David Colman doesn't have a shoe problem

I see you. Looking down on me. Or rather, down at my shoes.

I know what you’re thinking. That they’re different than the ones I was wearing a little while ago. Which were different than the ones I had on this morning. Which were different than the ones I had on when I was walking the dog. And it’s not even noon.

But I don’t have a shoe problem. What I really have is an extraordinarily wide, wide spectrum of shoe solutions. Everyone says that there aren’t any rules any more. Really? Because the last time I arrived at a gala in my pajamas I left in a strait jacket. Not a very slimming look. But, you can read about that incident another time. The point I’m making is about shoes not pajamas, and it is this: maybe rules have eroded but that doesn’t mean that you can wear sneakers to work, or wear the same pair of shoes all day every day until you die a long lingering death of boredom. The problem of what shoes to wear has become a complex issue; there are now a zillion more shadings of what the really, truly, exactly right shoe is at any given moment. Perfectly polished wingtip? Aristocratically worn-in loafer? Studded, rhinestone-encrusted

Louboutin high-top? (I’m still trying to figure where to wear that one. Walking the dog?)
---+---
Write out the shoe essay word for word, starting with "I see you. Looking" and going on through "not even noon.". The data after this point has nothing to do with the shoe essay.

Given data:
---+---
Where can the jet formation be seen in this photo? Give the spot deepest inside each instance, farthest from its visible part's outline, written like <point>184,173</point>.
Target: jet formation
---+---
Answer to this task:
I see you. Looking down on me. Or rather, down at my shoes.

I know what you’re thinking. That they’re different than the ones I was wearing a little while ago. Which were different than the ones I had on this morning. Which were different than the ones I had on when I was walking the dog. And it’s not even noon.